**The tasks**
A - According to the passage on Arab-Norman Palermo, in what year were the nine structures designated a UNESCO World Heritage Site?
B - Return the portion of the passage on Arab-Norman Palermo that runs from "The Arab-Norman Palermo" up to and including "and time period.", copied word for word.

=== Reading passage ===

World Heritage Sites in Italy for its unique architecture

The Arab-Norman Palermo and the Cathedral Churches of Cefalù and Monreale are a series of nine religious and civic structures located on the northern coast of Sicily dating from the era of the Norman Kingdom of Sicily (1130-1194): two palaces, three churches, a cathedral, and a bridge in Palermo, as well as the cathedrals of Cefalù and Monreale. They have been designated together as a UNESCO World Heritage Site. This dedication took place in 2015.

The new Norman rulers built various structures in what has become known as the Arab-Norman style. They incorporated the best practices of Arab and Byzantine architecture into their own art. Although a different builder constructed each of the sites, they are linked together because of their shared architecture and time period.

=== Dataset rows ===

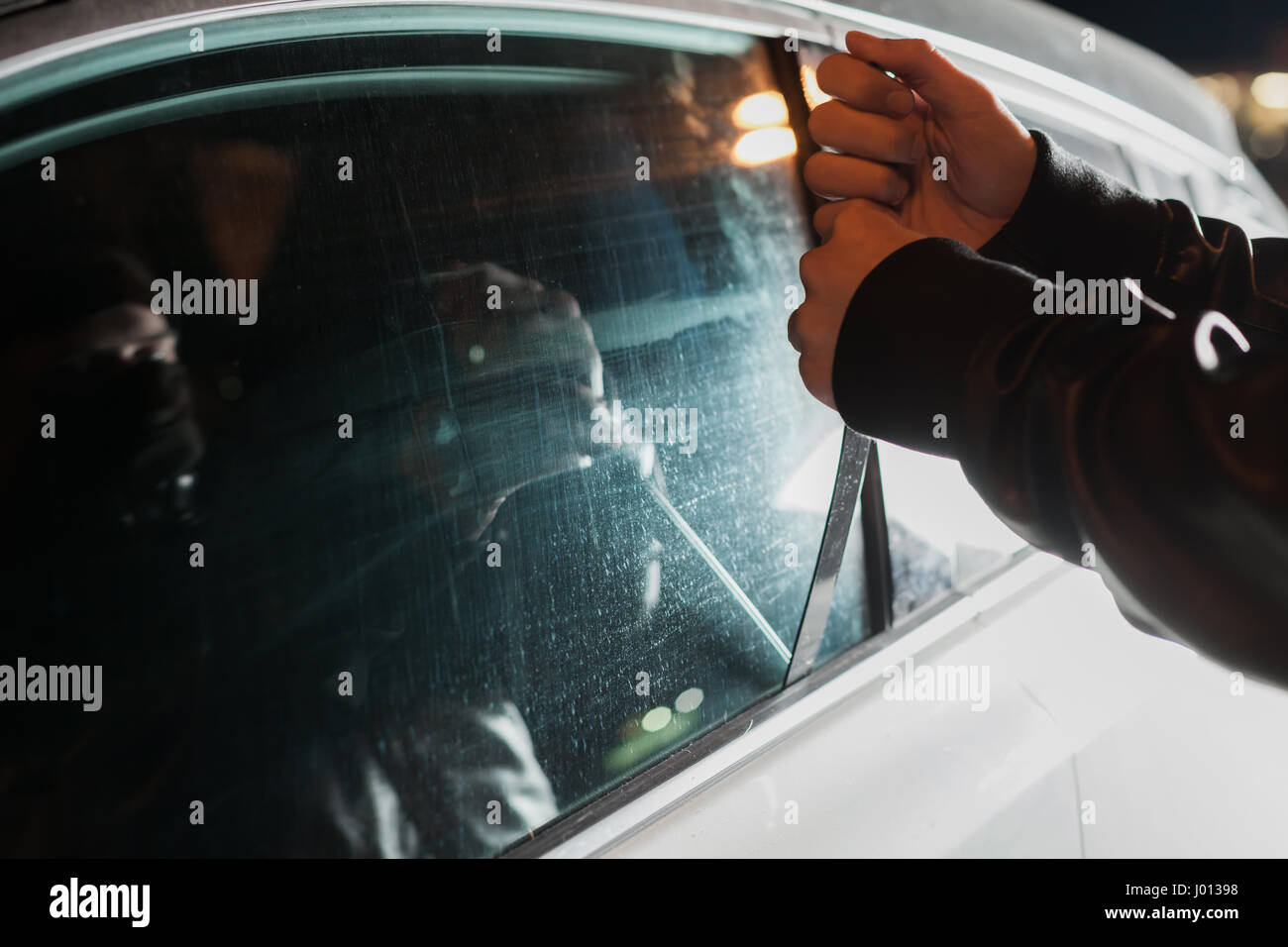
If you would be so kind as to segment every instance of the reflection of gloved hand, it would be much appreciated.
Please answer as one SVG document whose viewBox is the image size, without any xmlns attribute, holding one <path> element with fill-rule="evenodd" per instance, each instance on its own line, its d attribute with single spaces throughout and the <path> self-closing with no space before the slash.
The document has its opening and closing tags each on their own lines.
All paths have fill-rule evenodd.
<svg viewBox="0 0 1288 947">
<path fill-rule="evenodd" d="M 495 263 L 439 274 L 434 312 L 450 398 L 419 406 L 402 470 L 475 539 L 519 487 L 608 447 L 590 435 L 603 363 L 576 299 Z"/>
<path fill-rule="evenodd" d="M 50 486 L 61 499 L 106 491 L 126 522 L 185 514 L 204 439 L 166 321 L 139 304 L 71 325 L 49 349 L 35 402 L 55 419 Z"/>
</svg>

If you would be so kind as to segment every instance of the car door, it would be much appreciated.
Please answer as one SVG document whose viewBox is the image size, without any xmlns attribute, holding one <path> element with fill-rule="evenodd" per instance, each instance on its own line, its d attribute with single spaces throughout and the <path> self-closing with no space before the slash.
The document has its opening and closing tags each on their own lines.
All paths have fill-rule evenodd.
<svg viewBox="0 0 1288 947">
<path fill-rule="evenodd" d="M 75 357 L 18 392 L 6 600 L 109 689 L 64 769 L 32 715 L 5 837 L 495 854 L 779 692 L 815 594 L 819 651 L 783 27 L 677 21 L 231 9 L 9 64 L 6 345 Z M 81 780 L 111 830 L 54 818 Z"/>
</svg>

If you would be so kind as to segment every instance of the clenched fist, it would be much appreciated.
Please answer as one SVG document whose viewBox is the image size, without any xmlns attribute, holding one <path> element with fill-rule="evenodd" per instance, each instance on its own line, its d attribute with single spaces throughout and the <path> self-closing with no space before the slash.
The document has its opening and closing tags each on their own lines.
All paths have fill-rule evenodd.
<svg viewBox="0 0 1288 947">
<path fill-rule="evenodd" d="M 881 260 L 922 236 L 890 207 L 853 200 L 833 215 L 827 242 L 801 256 L 805 301 L 787 320 L 787 339 L 801 353 L 805 388 L 828 407 L 836 407 L 832 361 L 854 291 Z"/>
<path fill-rule="evenodd" d="M 1020 206 L 1037 160 L 1032 135 L 996 95 L 926 40 L 845 37 L 818 68 L 832 95 L 810 115 L 819 152 L 805 182 L 841 198 L 814 219 L 824 237 L 849 200 L 886 204 L 930 237 L 980 249 Z M 898 79 L 890 79 L 893 72 Z"/>
</svg>

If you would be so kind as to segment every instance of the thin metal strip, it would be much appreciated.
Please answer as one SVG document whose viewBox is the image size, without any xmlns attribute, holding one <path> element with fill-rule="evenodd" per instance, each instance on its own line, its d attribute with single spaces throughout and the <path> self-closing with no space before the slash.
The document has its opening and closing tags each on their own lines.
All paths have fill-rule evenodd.
<svg viewBox="0 0 1288 947">
<path fill-rule="evenodd" d="M 868 600 L 869 634 L 880 634 L 894 625 L 894 575 L 890 567 L 890 527 L 885 515 L 885 492 L 881 490 L 881 451 L 872 445 L 868 454 L 869 475 L 863 482 L 863 560 Z"/>
<path fill-rule="evenodd" d="M 796 647 L 792 648 L 792 664 L 787 669 L 783 687 L 791 687 L 814 667 L 818 649 L 823 644 L 823 631 L 827 616 L 832 611 L 832 597 L 836 594 L 836 580 L 841 572 L 845 557 L 845 544 L 850 536 L 850 523 L 854 522 L 854 508 L 859 501 L 868 468 L 872 441 L 850 428 L 845 429 L 841 441 L 841 460 L 836 469 L 836 484 L 832 487 L 832 504 L 827 510 L 827 526 L 823 528 L 823 542 L 819 545 L 818 562 L 814 566 L 814 581 L 809 598 L 805 599 L 805 612 L 801 615 L 800 630 L 796 633 Z"/>
</svg>

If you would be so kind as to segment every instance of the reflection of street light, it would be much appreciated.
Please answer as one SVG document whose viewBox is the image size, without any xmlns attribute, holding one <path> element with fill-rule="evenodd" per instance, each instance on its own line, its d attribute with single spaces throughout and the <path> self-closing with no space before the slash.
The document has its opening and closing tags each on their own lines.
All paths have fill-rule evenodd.
<svg viewBox="0 0 1288 947">
<path fill-rule="evenodd" d="M 805 93 L 805 104 L 811 111 L 832 98 L 819 88 L 818 73 L 813 66 L 801 66 L 801 90 Z"/>
<path fill-rule="evenodd" d="M 1252 80 L 1252 98 L 1265 108 L 1288 108 L 1288 72 L 1262 72 Z"/>
<path fill-rule="evenodd" d="M 762 129 L 787 124 L 787 99 L 781 91 L 757 91 L 733 110 L 733 124 L 741 129 Z"/>
<path fill-rule="evenodd" d="M 671 723 L 671 709 L 670 707 L 653 707 L 644 715 L 640 720 L 640 727 L 644 728 L 647 733 L 657 733 L 659 729 Z"/>
<path fill-rule="evenodd" d="M 778 161 L 796 153 L 796 135 L 791 129 L 756 129 L 733 146 L 733 160 L 750 167 Z"/>
</svg>

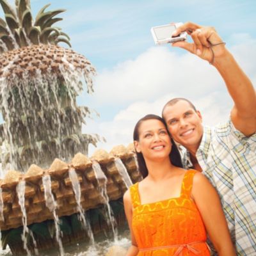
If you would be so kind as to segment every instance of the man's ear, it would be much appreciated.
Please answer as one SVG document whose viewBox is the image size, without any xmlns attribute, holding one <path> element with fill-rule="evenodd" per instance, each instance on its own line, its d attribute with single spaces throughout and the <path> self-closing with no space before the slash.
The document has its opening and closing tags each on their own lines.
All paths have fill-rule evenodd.
<svg viewBox="0 0 256 256">
<path fill-rule="evenodd" d="M 140 153 L 141 150 L 140 150 L 139 142 L 137 141 L 136 140 L 134 140 L 134 148 L 135 148 L 136 152 Z"/>
</svg>

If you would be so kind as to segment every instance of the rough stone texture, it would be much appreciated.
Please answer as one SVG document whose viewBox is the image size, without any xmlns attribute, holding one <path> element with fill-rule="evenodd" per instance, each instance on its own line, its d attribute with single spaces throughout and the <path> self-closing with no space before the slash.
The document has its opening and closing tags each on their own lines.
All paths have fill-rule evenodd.
<svg viewBox="0 0 256 256">
<path fill-rule="evenodd" d="M 124 146 L 115 148 L 111 154 L 102 150 L 97 150 L 92 159 L 94 163 L 99 163 L 107 178 L 106 190 L 109 200 L 121 198 L 127 189 L 115 163 L 113 155 L 116 154 L 126 167 L 132 182 L 141 179 L 132 151 Z M 43 170 L 34 164 L 24 174 L 16 171 L 8 172 L 4 179 L 0 180 L 4 218 L 4 221 L 0 220 L 1 230 L 6 230 L 22 225 L 22 215 L 16 192 L 16 186 L 22 179 L 26 180 L 25 207 L 28 225 L 53 219 L 52 213 L 45 205 L 42 179 L 45 175 L 49 174 L 51 176 L 52 193 L 58 203 L 56 213 L 59 217 L 77 212 L 72 184 L 68 176 L 69 170 L 74 169 L 77 175 L 81 186 L 81 204 L 83 209 L 87 211 L 102 205 L 105 202 L 101 193 L 104 182 L 97 180 L 91 160 L 78 153 L 70 163 L 56 159 L 48 170 Z"/>
</svg>

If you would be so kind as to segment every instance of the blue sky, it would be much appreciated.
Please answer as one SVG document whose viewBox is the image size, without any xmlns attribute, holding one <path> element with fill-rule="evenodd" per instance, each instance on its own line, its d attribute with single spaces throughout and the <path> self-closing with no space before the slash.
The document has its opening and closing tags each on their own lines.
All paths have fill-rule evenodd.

===

**Responses to the tasks**
A - 2015

B -
The Arab-Norman Palermo and the Cathedral Churches of Cefalù and Monreale are a series of nine religious and civic structures located on the northern coast of Sicily dating from the era of the Norman Kingdom of Sicily (1130-1194): two palaces, three churches, a cathedral, and a bridge in Palermo, as well as the cathedrals of Cefalù and Monreale. They have been designated together as a UNESCO World Heritage Site. This dedication took place in 2015.

The new Norman rulers built various structures in what has become known as the Arab-Norman style. They incorporated the best practices of Arab and Byzantine architecture into their own art. Although a different builder constructed each of the sites, they are linked together because of their shared architecture and time period.